#### [How to complete this task]
For the entries that follow, report how many lines include the word "woman" and add nothing.
The records below:
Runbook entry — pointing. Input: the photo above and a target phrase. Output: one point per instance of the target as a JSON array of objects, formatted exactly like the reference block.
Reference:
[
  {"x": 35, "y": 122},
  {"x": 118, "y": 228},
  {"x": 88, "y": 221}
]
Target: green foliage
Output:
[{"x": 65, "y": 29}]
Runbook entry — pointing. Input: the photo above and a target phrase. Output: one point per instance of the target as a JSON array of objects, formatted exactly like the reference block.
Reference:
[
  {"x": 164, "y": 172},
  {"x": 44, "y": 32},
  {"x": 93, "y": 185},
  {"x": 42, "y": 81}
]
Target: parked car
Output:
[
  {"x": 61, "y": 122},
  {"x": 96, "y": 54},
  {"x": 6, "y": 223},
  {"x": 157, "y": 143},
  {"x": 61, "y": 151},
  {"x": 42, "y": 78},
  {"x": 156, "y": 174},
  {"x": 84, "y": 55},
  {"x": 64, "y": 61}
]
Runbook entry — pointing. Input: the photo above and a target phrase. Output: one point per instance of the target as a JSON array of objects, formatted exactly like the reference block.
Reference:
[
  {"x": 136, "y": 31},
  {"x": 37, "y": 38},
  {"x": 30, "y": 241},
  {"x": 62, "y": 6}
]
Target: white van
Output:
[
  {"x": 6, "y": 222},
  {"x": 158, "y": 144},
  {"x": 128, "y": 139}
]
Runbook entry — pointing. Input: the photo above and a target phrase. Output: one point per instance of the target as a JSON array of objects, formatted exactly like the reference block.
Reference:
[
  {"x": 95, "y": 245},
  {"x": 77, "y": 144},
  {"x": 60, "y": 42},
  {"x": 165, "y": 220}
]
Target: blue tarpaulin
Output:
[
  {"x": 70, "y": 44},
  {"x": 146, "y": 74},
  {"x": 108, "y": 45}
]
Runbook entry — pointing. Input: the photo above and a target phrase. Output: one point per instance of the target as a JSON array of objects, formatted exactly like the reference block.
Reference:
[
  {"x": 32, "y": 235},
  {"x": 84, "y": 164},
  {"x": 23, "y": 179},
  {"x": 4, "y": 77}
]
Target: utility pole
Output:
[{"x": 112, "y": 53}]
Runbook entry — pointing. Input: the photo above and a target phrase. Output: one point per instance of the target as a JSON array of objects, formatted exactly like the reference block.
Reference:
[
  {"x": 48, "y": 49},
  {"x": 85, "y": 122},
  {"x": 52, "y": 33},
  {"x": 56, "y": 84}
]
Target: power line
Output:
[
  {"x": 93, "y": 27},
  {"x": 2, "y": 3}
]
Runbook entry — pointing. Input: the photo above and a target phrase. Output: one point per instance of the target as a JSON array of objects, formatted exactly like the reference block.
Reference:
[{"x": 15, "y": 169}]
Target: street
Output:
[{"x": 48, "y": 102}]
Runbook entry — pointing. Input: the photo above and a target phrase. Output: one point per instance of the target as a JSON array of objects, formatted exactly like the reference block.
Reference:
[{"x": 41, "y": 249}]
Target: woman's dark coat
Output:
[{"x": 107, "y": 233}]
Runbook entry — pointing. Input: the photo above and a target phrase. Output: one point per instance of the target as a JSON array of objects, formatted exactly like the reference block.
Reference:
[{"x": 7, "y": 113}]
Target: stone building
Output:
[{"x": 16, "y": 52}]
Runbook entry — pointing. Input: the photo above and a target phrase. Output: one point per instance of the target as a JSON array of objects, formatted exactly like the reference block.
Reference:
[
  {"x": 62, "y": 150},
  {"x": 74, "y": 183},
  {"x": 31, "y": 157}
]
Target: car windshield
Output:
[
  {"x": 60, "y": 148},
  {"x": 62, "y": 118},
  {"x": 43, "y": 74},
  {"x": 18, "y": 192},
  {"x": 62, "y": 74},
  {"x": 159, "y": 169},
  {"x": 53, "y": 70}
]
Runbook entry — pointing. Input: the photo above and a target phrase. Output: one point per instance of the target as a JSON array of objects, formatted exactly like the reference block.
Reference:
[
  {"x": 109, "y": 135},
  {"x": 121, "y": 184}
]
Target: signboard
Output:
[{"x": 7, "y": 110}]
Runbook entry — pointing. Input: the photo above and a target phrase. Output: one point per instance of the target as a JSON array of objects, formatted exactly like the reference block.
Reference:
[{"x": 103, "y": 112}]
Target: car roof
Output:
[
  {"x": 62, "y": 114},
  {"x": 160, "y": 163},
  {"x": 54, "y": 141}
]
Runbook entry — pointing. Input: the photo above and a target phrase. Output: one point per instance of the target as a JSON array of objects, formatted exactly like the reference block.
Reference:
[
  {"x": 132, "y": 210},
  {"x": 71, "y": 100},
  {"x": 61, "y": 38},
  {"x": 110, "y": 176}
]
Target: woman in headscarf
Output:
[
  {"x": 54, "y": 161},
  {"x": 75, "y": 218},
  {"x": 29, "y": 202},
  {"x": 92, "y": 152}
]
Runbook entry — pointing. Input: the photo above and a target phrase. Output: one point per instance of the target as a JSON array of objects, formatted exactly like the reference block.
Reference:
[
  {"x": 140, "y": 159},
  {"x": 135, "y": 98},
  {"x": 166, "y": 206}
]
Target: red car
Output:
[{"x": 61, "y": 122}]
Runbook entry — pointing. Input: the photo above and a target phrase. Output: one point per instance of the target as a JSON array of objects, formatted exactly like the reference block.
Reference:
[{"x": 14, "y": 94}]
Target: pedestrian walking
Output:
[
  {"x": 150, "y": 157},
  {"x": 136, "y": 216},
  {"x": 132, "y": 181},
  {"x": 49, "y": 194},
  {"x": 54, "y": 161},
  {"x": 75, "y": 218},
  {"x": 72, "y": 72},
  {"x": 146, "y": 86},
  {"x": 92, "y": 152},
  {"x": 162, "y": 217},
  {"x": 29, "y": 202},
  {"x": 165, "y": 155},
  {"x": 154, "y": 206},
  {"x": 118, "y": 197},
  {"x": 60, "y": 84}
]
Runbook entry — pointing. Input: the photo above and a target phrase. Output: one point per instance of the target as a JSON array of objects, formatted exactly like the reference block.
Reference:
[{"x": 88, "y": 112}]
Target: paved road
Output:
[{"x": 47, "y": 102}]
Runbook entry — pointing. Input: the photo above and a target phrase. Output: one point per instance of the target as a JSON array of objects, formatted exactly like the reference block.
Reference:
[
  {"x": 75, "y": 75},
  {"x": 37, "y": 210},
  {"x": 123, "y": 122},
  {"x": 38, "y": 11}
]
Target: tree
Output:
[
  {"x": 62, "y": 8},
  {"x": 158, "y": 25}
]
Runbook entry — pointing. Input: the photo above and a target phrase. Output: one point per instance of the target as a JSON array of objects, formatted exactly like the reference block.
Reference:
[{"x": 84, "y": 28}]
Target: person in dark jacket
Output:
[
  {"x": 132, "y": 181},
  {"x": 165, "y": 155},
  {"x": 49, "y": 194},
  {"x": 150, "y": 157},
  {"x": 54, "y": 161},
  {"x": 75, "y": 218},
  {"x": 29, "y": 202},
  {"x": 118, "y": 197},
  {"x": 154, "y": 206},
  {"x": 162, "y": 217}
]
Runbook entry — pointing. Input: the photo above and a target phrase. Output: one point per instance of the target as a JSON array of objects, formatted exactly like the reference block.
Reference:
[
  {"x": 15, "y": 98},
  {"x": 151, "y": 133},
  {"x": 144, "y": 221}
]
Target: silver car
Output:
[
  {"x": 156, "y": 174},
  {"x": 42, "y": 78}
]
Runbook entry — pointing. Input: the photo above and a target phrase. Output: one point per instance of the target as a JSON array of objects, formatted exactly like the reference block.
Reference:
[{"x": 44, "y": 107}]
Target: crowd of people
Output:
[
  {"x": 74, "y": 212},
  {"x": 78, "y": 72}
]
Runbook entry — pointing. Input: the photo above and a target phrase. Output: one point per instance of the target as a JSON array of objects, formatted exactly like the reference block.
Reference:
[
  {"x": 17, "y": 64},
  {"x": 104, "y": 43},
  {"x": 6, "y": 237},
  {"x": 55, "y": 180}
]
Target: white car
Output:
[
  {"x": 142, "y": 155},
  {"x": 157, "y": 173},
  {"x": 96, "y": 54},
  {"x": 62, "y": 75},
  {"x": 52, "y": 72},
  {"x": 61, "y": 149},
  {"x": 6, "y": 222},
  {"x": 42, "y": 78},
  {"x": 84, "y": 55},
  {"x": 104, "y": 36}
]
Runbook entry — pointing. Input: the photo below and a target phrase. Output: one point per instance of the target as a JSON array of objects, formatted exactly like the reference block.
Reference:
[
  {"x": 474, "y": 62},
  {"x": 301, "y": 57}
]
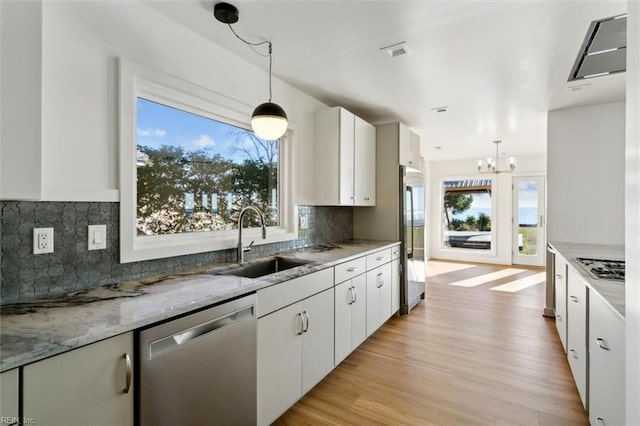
End of The records.
#### [Completed exercise]
2